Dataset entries

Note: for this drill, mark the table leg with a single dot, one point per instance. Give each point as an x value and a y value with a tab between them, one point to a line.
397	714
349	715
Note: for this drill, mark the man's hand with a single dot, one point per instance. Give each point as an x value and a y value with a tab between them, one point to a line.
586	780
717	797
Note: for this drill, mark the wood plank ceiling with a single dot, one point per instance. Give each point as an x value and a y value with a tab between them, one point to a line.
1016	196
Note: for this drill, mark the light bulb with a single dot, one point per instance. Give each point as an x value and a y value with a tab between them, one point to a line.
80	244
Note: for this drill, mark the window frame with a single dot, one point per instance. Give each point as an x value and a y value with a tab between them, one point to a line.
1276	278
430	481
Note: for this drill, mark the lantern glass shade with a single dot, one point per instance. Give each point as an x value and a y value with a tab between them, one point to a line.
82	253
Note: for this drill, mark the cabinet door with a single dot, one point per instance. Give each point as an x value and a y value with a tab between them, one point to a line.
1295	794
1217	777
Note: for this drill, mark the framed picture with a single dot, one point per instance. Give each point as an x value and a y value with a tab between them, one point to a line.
...
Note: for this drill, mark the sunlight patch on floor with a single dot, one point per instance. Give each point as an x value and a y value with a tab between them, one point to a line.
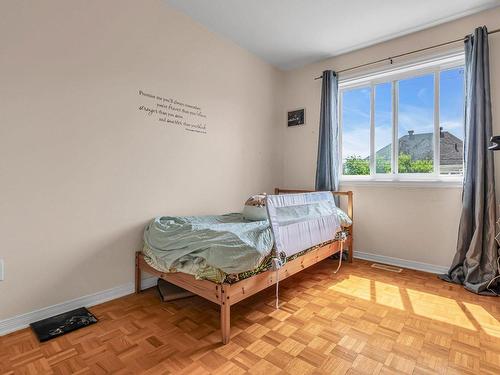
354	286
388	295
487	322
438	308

## INSTRUCTIONS FOR THE TASK
Give back the records above exactly, limited to the lines between the one holding "Note: for this drill, mark the cabinet" and the one holding "Note: for this drill, mark the framed", inclusive.

## WRITTEN SOLUTION
Note: for this drill, mark the cabinet door with a single dot, one point per instance. Give each point as an x value and a y value with a tab between them, one point to a line.
1295	794
1217	777
Note: for this drill, mark the framed picture with a single dot, one point per instance. Give each point as an x value and a y value with a tab between them, one point to a line.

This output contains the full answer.